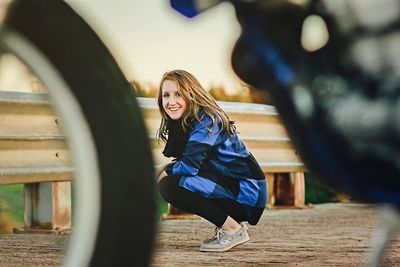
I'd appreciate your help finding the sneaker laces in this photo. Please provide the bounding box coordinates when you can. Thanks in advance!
[215,228,225,241]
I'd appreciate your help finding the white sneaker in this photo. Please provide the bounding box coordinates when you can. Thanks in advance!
[200,223,250,252]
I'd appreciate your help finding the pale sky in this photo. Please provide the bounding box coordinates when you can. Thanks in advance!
[67,0,240,92]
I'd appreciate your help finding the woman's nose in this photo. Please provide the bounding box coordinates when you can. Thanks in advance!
[169,96,176,105]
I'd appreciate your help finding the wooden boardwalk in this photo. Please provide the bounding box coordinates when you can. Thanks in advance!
[0,204,400,267]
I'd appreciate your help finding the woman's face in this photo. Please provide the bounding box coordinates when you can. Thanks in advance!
[161,80,187,120]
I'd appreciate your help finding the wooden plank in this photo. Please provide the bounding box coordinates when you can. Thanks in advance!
[0,139,70,168]
[0,166,73,185]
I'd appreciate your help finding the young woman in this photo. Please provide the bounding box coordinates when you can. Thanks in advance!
[158,70,267,251]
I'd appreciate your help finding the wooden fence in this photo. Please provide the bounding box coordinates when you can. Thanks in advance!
[0,91,305,231]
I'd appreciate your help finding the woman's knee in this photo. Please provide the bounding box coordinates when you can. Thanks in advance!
[158,176,178,203]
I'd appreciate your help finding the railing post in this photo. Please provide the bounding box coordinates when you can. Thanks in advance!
[15,182,71,233]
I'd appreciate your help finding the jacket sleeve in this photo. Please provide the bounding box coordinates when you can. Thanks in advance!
[166,116,221,176]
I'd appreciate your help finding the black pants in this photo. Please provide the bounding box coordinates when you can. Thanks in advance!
[158,175,247,227]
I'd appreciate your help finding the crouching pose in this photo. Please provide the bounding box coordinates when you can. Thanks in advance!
[158,70,267,252]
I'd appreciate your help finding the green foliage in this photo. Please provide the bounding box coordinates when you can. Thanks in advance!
[0,184,24,223]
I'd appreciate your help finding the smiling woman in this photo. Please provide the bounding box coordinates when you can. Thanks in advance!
[161,80,187,120]
[158,70,267,252]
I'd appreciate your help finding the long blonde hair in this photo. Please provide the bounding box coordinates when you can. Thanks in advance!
[157,70,236,142]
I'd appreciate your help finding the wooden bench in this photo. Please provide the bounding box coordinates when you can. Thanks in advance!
[138,98,306,218]
[0,91,305,231]
[0,91,73,231]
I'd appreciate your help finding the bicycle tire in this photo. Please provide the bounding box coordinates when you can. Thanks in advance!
[4,0,156,266]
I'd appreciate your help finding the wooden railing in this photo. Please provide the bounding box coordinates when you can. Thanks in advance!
[0,91,305,231]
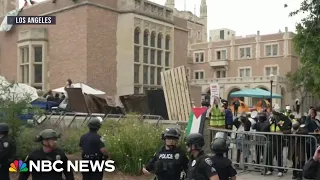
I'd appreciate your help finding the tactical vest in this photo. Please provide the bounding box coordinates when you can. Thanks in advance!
[270,121,284,132]
[154,151,182,177]
[210,105,225,126]
[187,155,209,180]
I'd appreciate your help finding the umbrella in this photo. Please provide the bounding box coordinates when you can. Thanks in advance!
[230,88,282,99]
[52,83,106,95]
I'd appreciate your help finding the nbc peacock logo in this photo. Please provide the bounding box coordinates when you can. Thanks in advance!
[9,160,29,172]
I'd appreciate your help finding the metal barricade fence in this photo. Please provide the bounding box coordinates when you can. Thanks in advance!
[206,128,318,174]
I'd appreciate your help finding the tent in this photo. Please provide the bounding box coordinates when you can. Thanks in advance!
[230,88,282,99]
[52,83,106,95]
[0,76,39,102]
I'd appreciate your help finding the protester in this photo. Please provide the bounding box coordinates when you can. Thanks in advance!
[303,146,320,180]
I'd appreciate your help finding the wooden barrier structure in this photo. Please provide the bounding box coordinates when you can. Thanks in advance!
[161,66,191,121]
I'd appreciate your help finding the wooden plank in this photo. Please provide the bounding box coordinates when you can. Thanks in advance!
[170,68,183,121]
[178,66,190,121]
[160,72,172,119]
[165,70,179,120]
[182,68,191,121]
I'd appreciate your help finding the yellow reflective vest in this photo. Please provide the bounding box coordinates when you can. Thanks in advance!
[210,105,225,127]
[270,121,284,132]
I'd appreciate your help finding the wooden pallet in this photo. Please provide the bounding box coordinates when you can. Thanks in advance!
[161,66,191,121]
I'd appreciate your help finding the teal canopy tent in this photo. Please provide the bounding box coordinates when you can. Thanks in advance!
[230,88,282,99]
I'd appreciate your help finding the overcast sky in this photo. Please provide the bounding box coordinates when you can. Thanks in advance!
[20,0,302,36]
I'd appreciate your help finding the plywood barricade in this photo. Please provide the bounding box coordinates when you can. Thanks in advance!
[161,66,191,121]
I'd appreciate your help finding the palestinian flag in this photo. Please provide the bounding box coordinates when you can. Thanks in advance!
[186,107,207,135]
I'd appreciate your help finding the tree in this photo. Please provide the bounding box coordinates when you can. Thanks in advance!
[287,0,320,104]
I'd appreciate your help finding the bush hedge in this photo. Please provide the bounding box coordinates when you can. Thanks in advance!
[17,118,185,175]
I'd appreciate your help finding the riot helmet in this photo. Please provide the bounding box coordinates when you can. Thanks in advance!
[187,133,204,152]
[88,117,101,129]
[0,123,9,133]
[258,113,268,122]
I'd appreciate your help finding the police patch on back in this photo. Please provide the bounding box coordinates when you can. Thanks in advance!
[3,142,9,148]
[204,158,212,166]
[174,153,180,160]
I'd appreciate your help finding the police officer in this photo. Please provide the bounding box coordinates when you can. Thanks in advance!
[0,123,16,180]
[19,129,74,180]
[79,117,110,180]
[142,128,189,180]
[187,133,219,180]
[211,132,237,180]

┄┄┄┄┄┄

**Exercise prompt**
Reproduce the listing from its beginning through the line containing "[0,204,400,267]", inclusive, keeping every request and offsetting each bounding box coordinate in the answers by 87. Omit the pictures.

**Response to the exercise**
I'd appreciate your help finding the sneaker laces in this photo. Please provide the bounding box coordinates when you can. Thanks in advance!
[302,315,312,328]
I'd appreciate your help finding the white sneaker in this photo. Please provide the bounding box coordinates when you can. Thanks in advance!
[287,310,337,339]
I'd appreciate your help finding the pale sky in this photo. Please provide the bounding box coordinates when you can. Thanks in advance!
[154,87,327,179]
I'd appreciate your help finding the woman's nose in this photo. Please provide the bounding box coordinates when you can. Thanks in advance!
[256,183,263,192]
I'd appreciate your help finding the wooden boardwalk in this photo. Please provide the bounding box coordinates when you can. Thanks in advance!
[87,291,487,354]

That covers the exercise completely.